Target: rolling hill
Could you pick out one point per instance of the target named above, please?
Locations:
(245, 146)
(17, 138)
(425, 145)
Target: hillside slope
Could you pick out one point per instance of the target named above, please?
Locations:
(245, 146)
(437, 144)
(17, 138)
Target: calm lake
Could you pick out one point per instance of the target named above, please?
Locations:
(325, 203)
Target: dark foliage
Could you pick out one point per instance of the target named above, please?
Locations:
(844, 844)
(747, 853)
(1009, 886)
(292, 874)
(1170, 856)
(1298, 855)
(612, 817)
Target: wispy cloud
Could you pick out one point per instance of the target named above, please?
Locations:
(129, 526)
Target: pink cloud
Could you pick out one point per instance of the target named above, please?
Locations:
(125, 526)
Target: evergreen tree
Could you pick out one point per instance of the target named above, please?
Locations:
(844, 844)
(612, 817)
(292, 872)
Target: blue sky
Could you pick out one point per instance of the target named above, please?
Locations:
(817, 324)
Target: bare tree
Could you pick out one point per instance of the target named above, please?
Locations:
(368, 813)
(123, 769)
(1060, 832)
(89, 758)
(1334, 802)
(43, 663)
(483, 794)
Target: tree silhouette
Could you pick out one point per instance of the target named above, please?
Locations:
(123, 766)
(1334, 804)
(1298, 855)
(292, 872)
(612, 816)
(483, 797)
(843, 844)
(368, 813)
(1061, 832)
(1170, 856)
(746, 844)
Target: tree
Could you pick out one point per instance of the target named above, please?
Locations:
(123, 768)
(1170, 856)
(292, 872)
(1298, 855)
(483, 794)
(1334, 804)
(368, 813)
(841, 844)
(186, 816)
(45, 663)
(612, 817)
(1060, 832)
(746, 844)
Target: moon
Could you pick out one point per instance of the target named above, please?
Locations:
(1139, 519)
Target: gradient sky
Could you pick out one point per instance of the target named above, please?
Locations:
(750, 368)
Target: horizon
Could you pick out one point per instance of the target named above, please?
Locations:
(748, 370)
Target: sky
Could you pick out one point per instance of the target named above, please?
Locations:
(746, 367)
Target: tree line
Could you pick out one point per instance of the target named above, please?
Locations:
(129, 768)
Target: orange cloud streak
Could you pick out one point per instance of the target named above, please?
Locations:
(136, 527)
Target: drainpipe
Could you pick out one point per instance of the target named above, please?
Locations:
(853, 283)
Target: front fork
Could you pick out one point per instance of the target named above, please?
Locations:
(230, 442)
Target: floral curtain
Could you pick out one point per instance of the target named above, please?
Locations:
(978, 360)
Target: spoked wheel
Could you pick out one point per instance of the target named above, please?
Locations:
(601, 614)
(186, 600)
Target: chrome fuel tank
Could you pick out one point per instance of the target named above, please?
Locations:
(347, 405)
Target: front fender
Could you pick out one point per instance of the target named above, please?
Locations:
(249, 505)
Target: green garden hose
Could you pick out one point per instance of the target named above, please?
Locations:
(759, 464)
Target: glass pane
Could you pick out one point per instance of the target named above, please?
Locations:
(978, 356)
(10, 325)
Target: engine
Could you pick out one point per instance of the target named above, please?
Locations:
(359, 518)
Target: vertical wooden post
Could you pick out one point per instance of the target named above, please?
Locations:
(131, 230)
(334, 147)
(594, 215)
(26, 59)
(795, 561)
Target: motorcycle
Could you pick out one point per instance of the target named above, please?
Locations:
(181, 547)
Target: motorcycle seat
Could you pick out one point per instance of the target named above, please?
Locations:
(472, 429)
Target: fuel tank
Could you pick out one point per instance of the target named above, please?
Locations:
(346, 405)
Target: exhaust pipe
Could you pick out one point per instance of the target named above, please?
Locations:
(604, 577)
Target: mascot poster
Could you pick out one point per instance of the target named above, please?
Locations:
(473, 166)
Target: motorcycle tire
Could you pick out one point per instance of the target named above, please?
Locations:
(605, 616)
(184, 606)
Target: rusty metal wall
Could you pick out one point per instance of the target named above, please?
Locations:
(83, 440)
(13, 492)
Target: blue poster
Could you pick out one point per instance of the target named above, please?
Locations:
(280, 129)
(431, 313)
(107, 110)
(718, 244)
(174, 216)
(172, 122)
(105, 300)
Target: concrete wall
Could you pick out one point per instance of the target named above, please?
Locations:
○ ○ ○ ○ ○
• Stated problem
Recast the part of the items above that opens with the line containing "Target: mascot poster" and runs through the last of the items as a numbered list, both ends included and blank lines left out.

• Exercise answer
1. Target: mascot poster
2. Could you pick out one point per instance of the target named above, please?
3. Locations:
4. (473, 166)
5. Target: motorcycle tire
6. Could you pick out one point per instance of the target named above, please?
7. Locations:
8. (605, 616)
9. (184, 606)
10. Target: rusty metal wall
11. Could you pick out one point per instance of the target named above, please?
12. Locations:
13. (83, 440)
14. (13, 492)
15. Target: blue poster
16. Could you pick out one point per instance of the target named above, please?
17. Locations:
18. (280, 129)
19. (431, 313)
20. (107, 110)
21. (718, 244)
22. (174, 216)
23. (172, 122)
24. (105, 300)
25. Target: concrete wall
26. Could you pick out one point per instance of the target named above, please?
27. Locations:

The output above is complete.